* [What you need to do]
1: According to the Te Ara museum text, how many people live on Rarotonga?
2: Carry on the Te Ara museum text, picking up after its final sentence.

[Start of Selected text]

In the Cook Islands, the small Te Ara museum provides an unexpectedly engrossing look at the settlement of the Pacific Islands.
The wall map in Te Ara
For map geeks, the one on the wall in Te Ara is utterly engrossing. It not only shows all those random specks in the Pacific that make for great answers on Pointless – Kiribati! Tuvalu! Vanuatu! – but the flow of people that ended up inhabiting them.
Te Ara is a shiny new museum on Rarotonga, the most populous of the fifteen Cook Islands. That’s a relative term – fewer than 15,000 people live on Raro. Te Ara also acts as a cultural space, café and showcase for local artists and craftspeople, but the museum section attempts to tell the story not just of the Cook Islands, but of Polynesia itself.
The map shows the migration routes that people took across the Pacific Ocean. Taiwan, for example, was populated before 3000 BC. The Marianas were reached by 1500 BC, the Solomons by 1300 BC, Samoa by 800BC and so on, right up to the arrivals in New Zealand, Easter Island and Hawaii within the last 1,000 years.

[End of Selected text]
[Start of Raw data]

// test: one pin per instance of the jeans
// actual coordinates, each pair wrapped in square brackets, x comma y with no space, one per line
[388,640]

[End of Raw data]

* [Exercise responses]
1: Fewer than 15,000.

2:
How Pacific Islanders crossed the ocean
The how is at least as interesting as the when, however. One look at these dates shows they’re all well before the great European Age of Discovery. People were crossing vast oceans while the major empires of Europe and Asia were too timid to venture more than a few miles out of sight of the coastline.
On display is what initially looks like a wooden fence. It is, however, a stick chart that was used for navigation by the Marshallese. The sticks making the framework represent the swell and wave patterns of the ocean, and the shells slotted between them are the islands. The chart would only be readable to the person who constructed it, and it would be memorised. Then, when out at sea, the navigator would crouch down in the giant vaka (canoe) and feel how it was being pitched and rolled by the underlying swells.
Cook Islands traditions
The problem with migrating thousands of miles to tiny islands, however, is that those islands have limited room. This pushed forward expansion, as large families yearning more space would take to the seas to find it.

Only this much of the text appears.